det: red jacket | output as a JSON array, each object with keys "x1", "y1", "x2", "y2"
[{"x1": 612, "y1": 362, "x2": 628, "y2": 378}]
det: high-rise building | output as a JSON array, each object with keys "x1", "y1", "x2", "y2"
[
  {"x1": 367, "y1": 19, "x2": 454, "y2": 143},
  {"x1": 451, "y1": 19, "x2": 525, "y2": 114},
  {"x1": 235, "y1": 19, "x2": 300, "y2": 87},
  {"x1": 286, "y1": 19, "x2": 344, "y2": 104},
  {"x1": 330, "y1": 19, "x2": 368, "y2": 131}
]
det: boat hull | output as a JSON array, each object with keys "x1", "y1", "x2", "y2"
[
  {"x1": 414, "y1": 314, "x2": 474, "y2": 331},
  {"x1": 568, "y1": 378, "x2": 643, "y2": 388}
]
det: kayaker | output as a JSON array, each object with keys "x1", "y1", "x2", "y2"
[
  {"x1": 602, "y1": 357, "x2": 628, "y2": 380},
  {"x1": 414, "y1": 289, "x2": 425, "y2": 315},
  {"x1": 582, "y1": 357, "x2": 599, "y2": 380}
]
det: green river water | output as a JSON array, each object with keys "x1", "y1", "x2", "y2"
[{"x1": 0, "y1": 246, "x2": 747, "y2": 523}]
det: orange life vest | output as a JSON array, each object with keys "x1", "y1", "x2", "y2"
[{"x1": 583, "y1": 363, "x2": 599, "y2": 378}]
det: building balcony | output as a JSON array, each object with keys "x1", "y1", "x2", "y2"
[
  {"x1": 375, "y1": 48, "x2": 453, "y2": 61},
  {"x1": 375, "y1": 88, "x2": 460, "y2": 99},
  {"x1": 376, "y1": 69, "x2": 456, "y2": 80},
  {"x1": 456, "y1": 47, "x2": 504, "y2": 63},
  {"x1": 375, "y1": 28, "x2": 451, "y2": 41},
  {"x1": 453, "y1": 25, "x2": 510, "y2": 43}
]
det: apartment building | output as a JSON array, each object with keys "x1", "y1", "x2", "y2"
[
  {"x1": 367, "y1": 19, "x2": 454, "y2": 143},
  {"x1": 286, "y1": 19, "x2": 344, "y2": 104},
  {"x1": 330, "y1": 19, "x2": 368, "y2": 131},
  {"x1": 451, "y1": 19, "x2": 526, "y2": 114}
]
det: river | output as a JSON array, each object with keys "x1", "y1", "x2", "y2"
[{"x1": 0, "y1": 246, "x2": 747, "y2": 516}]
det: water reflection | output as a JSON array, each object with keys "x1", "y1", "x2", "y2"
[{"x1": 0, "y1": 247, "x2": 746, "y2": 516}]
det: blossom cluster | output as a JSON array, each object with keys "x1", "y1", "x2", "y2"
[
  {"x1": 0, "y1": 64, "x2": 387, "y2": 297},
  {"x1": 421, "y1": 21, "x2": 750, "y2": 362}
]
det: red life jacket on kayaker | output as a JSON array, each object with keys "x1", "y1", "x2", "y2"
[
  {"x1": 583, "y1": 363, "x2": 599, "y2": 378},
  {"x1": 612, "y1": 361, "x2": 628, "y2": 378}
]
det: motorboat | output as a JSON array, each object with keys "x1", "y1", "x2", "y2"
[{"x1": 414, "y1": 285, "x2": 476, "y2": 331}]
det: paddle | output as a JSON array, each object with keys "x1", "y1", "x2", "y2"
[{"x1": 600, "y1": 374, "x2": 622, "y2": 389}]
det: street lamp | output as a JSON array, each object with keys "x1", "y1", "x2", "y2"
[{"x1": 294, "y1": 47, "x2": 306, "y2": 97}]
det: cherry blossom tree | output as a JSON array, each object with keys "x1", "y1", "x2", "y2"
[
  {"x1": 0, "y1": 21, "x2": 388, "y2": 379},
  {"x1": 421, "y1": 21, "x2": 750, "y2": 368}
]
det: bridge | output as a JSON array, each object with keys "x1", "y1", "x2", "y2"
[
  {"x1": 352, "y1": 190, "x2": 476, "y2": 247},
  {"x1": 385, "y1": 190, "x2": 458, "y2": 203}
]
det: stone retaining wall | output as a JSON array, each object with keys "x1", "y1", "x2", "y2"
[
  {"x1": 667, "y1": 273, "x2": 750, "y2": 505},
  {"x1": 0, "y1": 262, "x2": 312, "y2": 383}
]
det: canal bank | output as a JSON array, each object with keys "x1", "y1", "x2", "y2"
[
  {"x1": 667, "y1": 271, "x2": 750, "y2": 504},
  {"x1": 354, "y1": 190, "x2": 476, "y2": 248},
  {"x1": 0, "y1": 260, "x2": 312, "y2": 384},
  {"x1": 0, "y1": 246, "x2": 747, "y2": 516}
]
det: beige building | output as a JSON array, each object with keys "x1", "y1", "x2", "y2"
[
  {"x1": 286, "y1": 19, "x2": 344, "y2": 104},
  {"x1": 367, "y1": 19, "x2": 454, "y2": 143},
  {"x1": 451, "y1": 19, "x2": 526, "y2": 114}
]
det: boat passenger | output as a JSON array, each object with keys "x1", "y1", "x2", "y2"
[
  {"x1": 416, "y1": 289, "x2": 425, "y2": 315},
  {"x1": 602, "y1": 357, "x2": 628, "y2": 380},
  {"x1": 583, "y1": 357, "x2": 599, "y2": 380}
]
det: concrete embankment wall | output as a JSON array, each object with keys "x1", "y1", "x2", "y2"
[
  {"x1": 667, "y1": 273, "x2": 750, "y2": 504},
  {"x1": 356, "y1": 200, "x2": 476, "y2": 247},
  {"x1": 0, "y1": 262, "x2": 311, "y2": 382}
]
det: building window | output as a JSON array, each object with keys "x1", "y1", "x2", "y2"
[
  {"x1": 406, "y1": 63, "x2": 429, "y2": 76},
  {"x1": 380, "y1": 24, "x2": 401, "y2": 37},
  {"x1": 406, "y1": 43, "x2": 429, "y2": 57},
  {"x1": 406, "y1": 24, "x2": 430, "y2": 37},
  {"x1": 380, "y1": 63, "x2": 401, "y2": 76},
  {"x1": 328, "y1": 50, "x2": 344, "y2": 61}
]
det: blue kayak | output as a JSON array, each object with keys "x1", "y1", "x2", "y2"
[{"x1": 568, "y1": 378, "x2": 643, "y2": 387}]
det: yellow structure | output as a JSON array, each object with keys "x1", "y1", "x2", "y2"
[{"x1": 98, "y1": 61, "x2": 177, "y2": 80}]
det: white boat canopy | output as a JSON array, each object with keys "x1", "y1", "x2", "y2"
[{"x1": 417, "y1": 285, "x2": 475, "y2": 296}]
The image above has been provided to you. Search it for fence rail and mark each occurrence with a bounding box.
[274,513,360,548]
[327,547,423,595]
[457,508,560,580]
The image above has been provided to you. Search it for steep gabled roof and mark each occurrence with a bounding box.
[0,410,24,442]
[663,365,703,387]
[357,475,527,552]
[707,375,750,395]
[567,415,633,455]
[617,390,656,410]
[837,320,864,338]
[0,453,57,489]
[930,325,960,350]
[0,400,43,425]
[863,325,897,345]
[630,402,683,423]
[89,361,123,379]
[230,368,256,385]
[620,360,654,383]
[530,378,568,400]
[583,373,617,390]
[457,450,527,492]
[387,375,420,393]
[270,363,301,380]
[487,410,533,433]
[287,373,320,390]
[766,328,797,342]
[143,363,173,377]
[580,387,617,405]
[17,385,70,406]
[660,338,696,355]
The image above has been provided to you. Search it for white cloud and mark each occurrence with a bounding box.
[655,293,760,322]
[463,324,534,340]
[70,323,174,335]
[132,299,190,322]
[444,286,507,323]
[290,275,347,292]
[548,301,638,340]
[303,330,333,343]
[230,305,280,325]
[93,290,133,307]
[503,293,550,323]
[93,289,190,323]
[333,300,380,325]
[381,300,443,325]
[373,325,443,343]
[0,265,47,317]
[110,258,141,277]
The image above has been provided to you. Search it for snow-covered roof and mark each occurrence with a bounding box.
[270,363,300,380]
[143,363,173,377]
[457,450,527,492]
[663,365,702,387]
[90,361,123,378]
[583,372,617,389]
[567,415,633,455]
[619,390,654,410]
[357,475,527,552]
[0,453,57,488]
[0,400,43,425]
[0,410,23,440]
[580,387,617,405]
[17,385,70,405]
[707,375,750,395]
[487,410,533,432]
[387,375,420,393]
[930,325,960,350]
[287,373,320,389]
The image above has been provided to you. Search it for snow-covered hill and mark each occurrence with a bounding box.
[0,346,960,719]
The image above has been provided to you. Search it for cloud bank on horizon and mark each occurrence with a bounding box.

========

Rewrite the lines starting at the one that contains "for snow-covered hill" and ending at the end of the material, changing "occurrence" to "instance" and leaving everything else as it is.

The image above has been provided to you. Search it for snow-covered hill and mark each instance with a bounding box.
[0,346,960,719]
The image above has been provided to you. Search it for cloud bank on horizon and mark each instance with a bounding box.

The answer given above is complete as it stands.